EXCERPTED PASSAGE —
- - -

Early virus lockdown call may save SA

Premier Steven Marshall is grateful the state moved into lockdown on Tuesday, rather than wait.
Premier Steven Marshall is grateful the state moved into lockdown on Tuesday, rather than wait.

An early lockdown call may yet spare South Australia from an extended period of high coronavirus restrictions even as the state's cluster of cases continues to grow.

Premier Steven Marshall says he's very grateful the state moved into lockdown on Tuesday as waiting any longer could have been catastrophic.

"I'm still extraordinarily hopeful we can stop the spread of this disease over the seven-day lockdown period," he said.

"This is a tough challenge but the way that we do it in South Australia is by working together.

"There's no doubt lockdowns put a heavy toll on our economy, but we've got to weigh up the consequences if we just let this run.

"Our mantra from day one has been to go hard and go early."

Two new locally acquired infections were reported on Thursday, taking the current outbreak to 14.

- - -

MATERIAL SHOWN —
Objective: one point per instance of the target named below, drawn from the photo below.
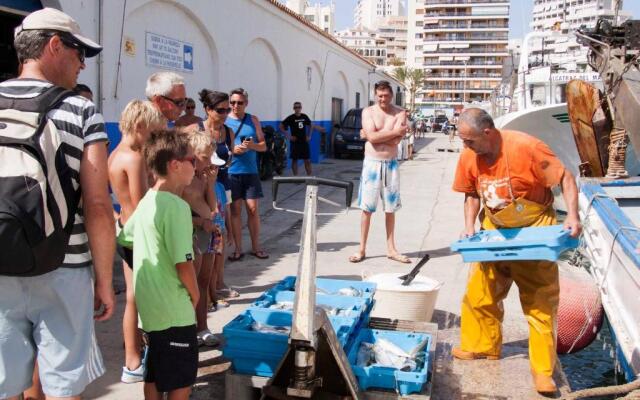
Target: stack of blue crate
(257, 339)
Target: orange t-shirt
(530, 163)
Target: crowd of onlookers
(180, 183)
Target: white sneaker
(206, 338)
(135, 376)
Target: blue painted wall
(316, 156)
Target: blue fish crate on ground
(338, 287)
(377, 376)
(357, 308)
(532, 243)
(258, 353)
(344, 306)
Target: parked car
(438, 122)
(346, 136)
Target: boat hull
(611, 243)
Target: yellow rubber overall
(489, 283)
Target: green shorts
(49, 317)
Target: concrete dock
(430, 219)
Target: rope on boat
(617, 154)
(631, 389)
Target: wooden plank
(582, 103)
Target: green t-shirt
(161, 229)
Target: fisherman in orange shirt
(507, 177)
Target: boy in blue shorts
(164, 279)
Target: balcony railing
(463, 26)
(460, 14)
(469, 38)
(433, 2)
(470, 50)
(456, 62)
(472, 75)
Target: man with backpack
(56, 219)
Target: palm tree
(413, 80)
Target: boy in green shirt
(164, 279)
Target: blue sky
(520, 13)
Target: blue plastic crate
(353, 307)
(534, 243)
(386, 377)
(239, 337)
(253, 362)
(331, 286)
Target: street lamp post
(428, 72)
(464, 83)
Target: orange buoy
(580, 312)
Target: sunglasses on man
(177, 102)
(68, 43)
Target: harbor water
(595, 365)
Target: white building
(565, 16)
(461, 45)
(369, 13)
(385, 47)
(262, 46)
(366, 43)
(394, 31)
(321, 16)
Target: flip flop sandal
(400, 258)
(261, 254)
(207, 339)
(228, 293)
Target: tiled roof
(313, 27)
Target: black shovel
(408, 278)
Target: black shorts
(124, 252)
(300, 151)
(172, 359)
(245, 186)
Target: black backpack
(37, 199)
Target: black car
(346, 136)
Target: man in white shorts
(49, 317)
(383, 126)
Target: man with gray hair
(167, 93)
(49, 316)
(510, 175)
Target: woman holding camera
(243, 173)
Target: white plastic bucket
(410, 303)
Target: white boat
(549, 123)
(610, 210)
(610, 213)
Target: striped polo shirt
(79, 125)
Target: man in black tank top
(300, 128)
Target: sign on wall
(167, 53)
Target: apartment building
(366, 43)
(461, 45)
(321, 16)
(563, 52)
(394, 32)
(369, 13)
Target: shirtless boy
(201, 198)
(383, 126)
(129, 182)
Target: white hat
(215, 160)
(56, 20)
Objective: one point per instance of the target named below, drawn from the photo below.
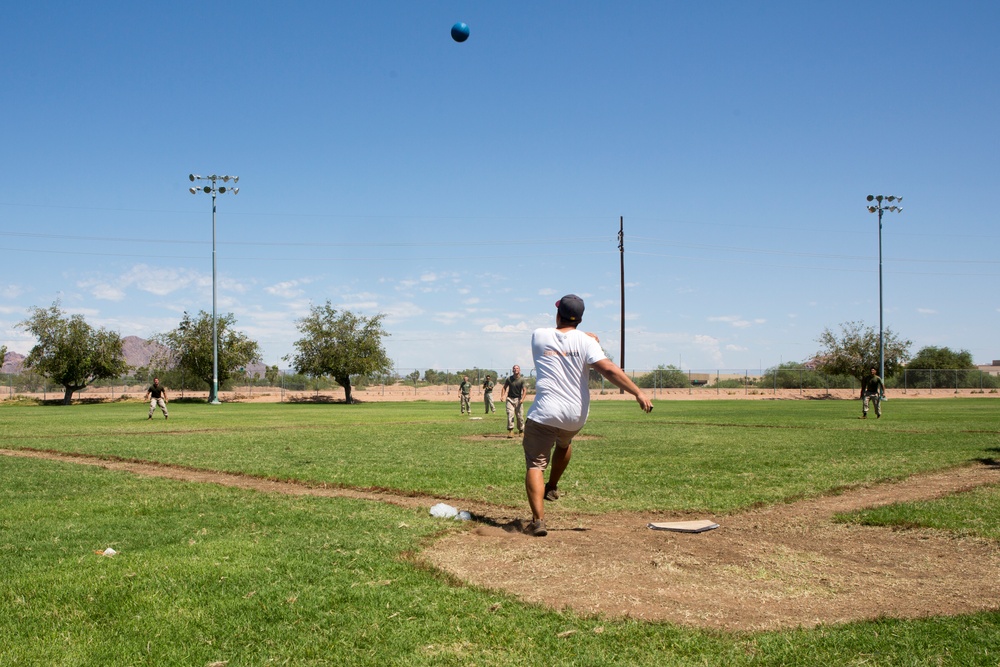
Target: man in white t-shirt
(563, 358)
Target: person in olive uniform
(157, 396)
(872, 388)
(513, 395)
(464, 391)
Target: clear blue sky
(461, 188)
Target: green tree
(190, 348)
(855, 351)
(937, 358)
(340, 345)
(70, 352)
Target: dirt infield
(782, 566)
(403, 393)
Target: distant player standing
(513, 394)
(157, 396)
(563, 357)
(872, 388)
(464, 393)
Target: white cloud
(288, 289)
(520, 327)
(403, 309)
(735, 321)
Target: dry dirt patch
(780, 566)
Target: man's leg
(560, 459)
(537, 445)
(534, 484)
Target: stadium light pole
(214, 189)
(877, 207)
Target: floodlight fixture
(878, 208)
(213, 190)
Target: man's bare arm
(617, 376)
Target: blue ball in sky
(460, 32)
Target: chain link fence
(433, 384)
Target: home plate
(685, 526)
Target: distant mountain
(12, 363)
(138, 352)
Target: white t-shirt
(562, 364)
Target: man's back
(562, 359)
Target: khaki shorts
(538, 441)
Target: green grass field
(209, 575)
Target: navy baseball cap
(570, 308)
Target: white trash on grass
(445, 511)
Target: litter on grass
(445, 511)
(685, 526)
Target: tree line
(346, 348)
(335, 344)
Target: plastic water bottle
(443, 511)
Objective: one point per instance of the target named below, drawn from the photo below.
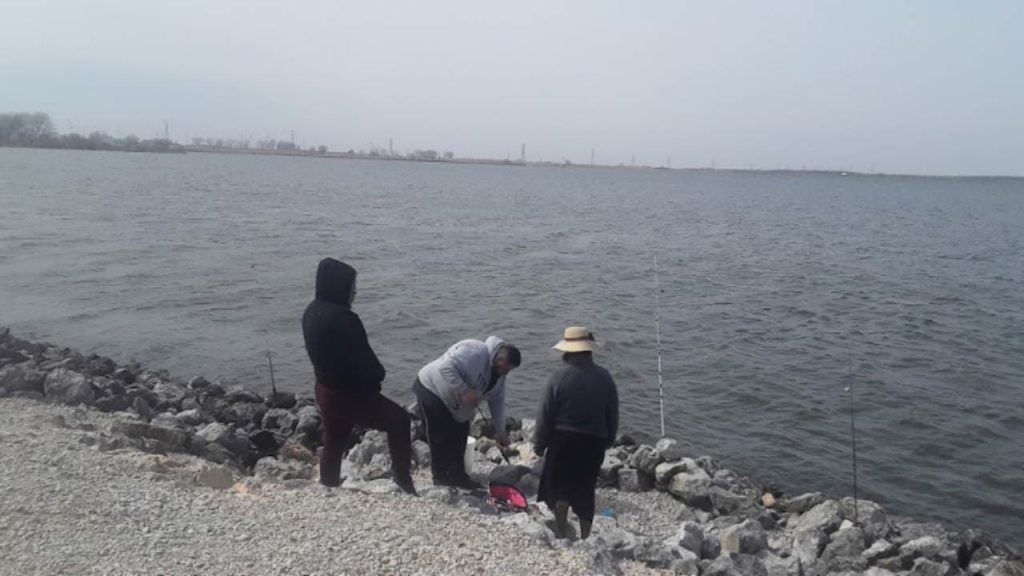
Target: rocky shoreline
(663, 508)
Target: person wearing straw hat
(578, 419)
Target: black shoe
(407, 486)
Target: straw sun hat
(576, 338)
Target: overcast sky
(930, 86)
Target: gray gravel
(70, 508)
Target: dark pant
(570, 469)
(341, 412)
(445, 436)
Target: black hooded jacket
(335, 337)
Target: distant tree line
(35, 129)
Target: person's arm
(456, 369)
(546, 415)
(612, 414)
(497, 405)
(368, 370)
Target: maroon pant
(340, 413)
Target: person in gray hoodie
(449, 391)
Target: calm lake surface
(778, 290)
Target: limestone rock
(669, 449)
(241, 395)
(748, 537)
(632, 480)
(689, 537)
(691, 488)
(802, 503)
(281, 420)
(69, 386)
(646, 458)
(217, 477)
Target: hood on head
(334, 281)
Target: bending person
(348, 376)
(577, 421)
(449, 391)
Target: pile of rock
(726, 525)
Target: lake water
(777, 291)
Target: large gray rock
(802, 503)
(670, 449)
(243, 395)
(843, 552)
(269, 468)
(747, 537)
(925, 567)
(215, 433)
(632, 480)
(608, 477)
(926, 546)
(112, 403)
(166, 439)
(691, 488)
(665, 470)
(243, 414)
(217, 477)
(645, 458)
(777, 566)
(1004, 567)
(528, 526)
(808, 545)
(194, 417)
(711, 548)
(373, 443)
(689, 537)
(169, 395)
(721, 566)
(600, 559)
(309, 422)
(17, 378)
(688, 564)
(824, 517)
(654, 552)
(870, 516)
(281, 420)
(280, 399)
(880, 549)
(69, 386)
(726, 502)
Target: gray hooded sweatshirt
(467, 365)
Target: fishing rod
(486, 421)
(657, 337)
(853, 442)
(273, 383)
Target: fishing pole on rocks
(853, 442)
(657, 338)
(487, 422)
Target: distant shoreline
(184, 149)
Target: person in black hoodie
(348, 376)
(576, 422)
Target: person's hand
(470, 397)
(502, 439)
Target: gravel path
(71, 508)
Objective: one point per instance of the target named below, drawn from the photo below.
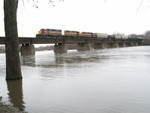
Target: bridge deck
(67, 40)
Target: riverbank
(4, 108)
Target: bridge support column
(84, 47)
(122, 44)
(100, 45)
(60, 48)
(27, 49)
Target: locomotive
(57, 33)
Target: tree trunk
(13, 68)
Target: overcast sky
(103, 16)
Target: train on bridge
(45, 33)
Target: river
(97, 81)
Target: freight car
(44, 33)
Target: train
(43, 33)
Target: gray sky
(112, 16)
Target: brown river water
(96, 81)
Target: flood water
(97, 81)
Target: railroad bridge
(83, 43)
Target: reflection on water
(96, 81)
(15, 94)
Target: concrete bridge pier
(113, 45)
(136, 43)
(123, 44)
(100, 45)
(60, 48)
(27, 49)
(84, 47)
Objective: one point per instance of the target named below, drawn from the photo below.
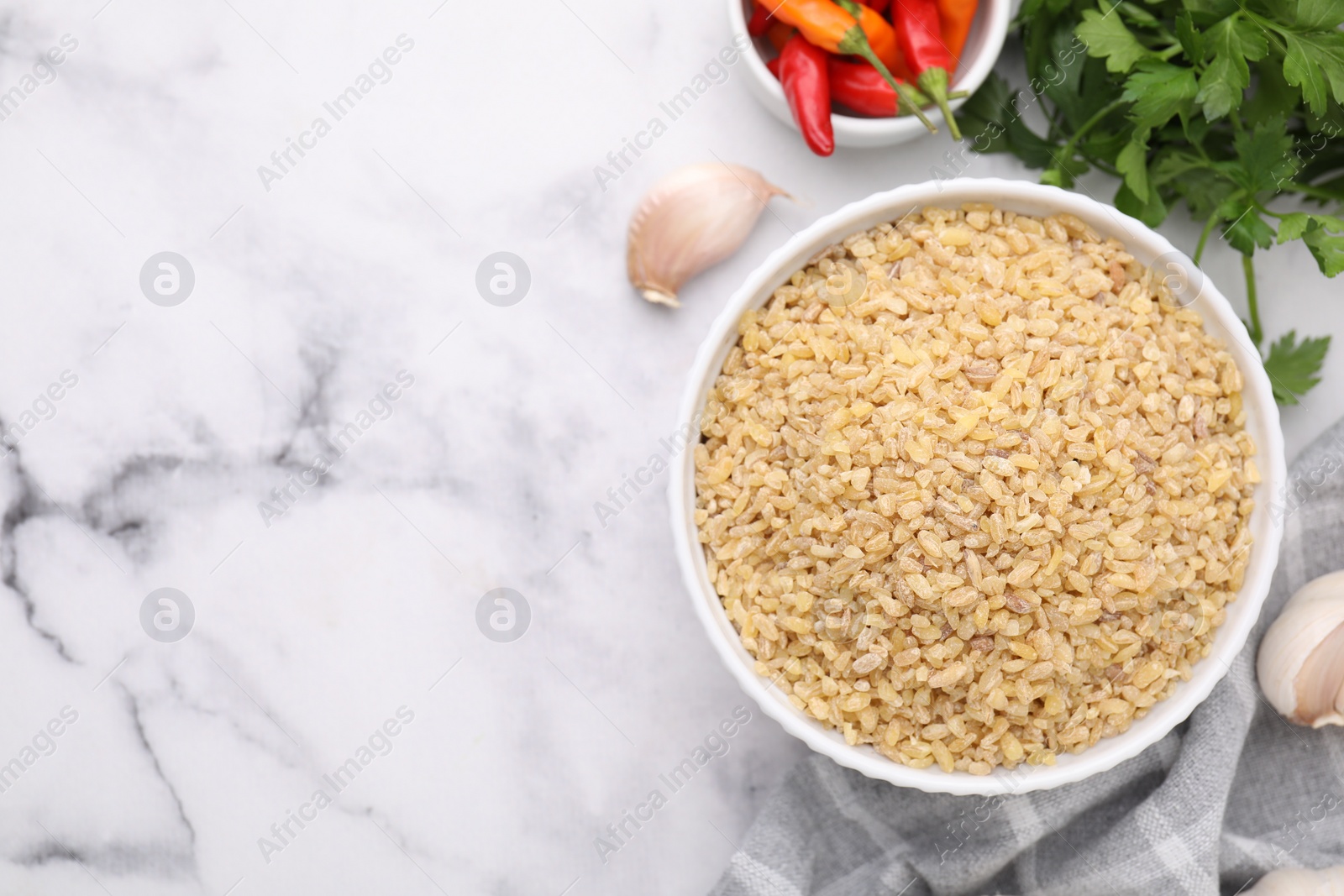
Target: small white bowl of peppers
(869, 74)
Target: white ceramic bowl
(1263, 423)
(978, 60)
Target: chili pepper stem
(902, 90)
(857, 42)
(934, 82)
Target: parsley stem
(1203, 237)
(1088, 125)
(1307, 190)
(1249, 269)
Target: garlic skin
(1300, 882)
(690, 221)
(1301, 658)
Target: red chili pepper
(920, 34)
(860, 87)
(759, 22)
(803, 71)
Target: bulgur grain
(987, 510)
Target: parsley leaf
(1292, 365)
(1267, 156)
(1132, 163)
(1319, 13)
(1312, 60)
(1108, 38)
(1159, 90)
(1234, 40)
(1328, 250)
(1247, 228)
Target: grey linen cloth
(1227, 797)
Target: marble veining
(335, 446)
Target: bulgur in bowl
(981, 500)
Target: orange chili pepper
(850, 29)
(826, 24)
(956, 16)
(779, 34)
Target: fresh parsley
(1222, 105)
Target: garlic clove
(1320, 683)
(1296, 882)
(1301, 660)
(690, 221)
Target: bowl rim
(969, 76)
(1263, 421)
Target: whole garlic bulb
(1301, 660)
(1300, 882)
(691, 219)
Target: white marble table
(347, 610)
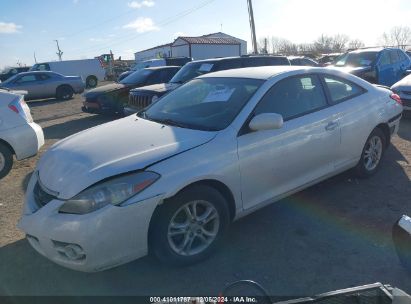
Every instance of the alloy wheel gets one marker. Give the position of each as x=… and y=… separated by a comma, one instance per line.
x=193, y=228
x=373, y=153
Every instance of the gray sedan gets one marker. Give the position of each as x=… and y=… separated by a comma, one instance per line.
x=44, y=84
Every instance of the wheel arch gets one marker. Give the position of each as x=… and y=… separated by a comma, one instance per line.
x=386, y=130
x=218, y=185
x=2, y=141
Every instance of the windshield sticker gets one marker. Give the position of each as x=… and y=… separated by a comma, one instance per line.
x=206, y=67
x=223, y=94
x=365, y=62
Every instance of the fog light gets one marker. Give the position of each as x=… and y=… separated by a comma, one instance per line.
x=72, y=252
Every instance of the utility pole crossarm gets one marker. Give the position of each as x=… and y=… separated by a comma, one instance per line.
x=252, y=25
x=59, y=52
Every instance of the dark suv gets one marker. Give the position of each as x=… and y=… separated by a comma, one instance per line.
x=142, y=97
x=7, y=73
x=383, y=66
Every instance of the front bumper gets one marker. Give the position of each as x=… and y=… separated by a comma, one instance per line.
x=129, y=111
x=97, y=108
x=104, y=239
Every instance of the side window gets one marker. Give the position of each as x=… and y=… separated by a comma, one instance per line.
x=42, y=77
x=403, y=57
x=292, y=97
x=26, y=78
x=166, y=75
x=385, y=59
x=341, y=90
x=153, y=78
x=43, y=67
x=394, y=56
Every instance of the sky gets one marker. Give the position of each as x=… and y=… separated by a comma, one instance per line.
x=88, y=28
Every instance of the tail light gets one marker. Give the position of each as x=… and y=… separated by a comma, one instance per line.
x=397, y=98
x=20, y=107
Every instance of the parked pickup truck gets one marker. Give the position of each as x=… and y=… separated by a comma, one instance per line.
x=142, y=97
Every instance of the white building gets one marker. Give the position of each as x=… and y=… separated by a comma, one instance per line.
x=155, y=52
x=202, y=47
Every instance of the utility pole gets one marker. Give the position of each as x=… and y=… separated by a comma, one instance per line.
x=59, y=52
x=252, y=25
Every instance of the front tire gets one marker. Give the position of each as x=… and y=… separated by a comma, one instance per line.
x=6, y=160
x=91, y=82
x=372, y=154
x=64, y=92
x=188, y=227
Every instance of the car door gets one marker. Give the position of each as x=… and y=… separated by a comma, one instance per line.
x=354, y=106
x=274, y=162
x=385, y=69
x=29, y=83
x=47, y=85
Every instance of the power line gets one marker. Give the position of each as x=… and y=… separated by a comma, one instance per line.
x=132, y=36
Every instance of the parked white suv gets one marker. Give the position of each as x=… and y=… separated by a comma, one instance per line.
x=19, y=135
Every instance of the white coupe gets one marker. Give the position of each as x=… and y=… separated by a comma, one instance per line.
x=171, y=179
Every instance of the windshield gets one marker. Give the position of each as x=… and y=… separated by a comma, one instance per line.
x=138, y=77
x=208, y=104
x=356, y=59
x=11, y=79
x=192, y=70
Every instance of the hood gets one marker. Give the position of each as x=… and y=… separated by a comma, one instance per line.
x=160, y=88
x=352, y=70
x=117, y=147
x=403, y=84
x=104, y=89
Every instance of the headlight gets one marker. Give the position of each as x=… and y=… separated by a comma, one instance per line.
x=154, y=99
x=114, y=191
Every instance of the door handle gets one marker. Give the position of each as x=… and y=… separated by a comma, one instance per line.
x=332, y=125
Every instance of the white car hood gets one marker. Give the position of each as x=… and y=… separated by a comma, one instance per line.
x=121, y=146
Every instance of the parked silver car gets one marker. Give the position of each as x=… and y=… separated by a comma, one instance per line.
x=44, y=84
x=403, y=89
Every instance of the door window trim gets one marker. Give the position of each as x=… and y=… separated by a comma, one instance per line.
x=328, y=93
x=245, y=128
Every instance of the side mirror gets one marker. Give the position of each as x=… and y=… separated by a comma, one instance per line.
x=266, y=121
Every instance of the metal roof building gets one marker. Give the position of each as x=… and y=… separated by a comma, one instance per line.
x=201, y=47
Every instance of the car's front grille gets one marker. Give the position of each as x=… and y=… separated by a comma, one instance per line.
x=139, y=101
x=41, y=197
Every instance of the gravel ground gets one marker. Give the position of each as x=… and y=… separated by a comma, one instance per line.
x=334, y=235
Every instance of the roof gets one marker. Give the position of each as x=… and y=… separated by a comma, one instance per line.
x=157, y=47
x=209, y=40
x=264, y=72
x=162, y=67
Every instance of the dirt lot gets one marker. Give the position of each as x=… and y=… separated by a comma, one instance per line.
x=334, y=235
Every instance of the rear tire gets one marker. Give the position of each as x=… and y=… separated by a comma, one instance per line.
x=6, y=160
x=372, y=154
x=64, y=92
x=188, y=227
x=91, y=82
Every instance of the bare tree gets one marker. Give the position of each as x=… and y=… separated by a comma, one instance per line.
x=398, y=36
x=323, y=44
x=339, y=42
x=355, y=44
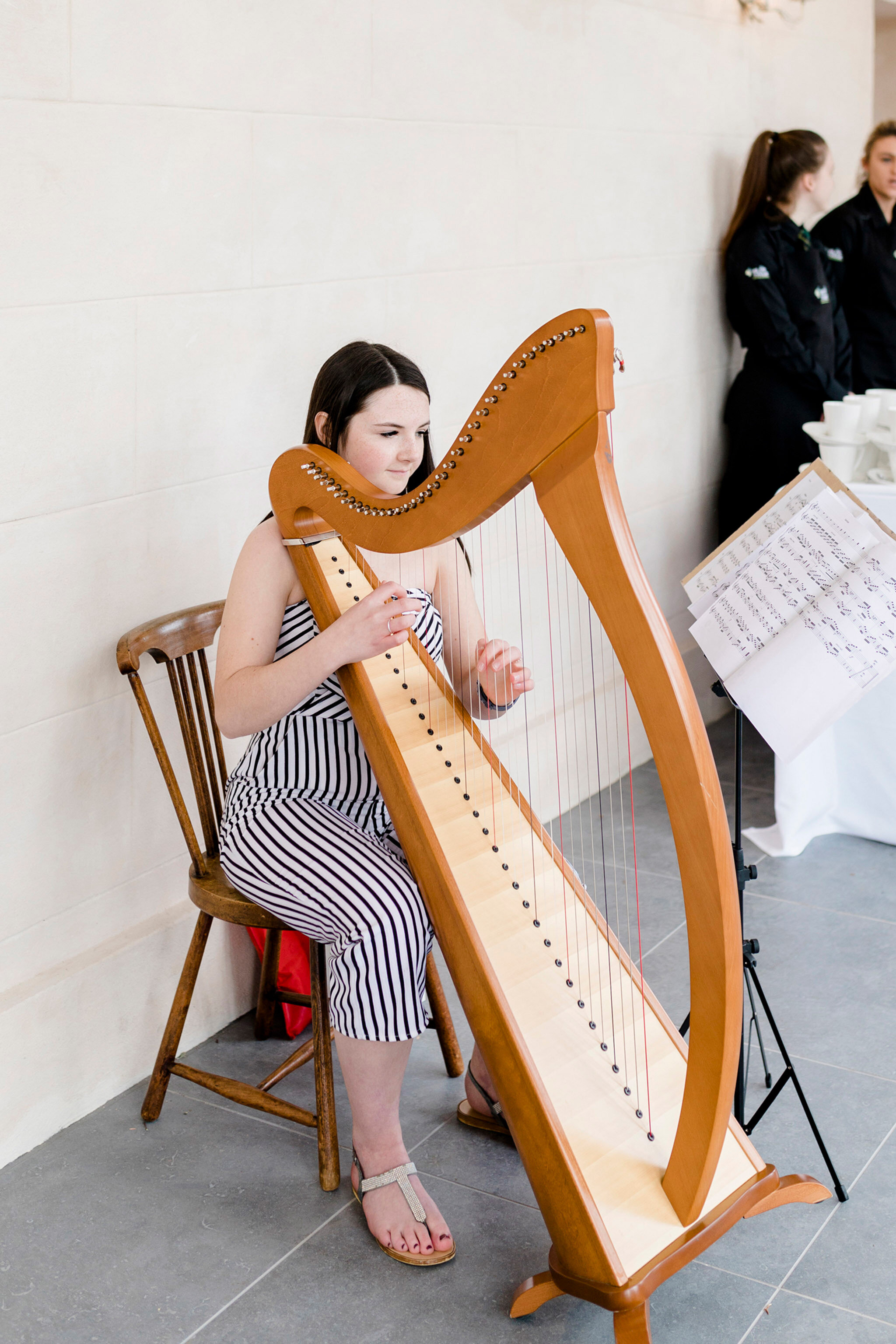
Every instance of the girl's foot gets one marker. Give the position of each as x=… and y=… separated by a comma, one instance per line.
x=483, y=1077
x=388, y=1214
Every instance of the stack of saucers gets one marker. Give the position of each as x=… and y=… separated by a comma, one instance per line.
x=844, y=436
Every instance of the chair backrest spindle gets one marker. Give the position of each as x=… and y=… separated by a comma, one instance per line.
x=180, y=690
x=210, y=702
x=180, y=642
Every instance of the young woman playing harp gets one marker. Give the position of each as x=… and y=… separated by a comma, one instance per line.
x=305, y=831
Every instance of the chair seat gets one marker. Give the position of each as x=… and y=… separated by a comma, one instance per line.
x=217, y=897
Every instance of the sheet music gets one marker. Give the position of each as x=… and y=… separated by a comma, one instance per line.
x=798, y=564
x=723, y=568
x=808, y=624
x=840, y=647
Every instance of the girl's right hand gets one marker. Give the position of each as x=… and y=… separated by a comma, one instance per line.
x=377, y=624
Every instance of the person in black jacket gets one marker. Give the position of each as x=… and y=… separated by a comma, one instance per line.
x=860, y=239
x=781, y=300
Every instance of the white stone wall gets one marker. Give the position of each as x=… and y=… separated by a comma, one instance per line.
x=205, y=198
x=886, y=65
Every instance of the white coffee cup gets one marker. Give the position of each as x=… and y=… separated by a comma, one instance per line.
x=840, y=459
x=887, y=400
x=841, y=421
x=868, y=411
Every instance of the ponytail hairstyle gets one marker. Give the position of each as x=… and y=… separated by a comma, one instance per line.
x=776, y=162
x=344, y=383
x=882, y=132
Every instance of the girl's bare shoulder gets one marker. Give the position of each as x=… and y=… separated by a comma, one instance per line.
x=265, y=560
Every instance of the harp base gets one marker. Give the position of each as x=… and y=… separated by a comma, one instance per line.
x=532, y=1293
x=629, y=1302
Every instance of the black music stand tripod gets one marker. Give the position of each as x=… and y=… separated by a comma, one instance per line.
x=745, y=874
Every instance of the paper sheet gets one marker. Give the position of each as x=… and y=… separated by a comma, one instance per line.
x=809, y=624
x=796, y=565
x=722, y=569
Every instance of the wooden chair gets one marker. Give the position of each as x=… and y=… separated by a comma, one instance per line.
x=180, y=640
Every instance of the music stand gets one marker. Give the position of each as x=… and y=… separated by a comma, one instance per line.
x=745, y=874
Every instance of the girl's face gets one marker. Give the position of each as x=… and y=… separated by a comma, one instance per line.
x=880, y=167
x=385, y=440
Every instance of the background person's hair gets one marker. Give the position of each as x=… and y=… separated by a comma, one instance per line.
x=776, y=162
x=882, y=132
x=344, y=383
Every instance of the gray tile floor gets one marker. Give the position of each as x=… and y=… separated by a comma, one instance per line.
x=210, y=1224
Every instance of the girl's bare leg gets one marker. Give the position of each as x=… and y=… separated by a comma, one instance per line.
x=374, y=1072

- - -

Reproduce the lockdown article from "Early virus lockdown" to "continues to grow." word for word.

TASK RESPONSE —
Early virus lockdown call may save SA

Premier Steven Marshall is grateful the state moved into lockdown on Tuesday, rather than wait.
Premier Steven Marshall is grateful the state moved into lockdown on Tuesday, rather than wait.

An early lockdown call may yet spare South Australia from an extended period of high coronavirus restrictions even as the state's cluster of cases continues to grow.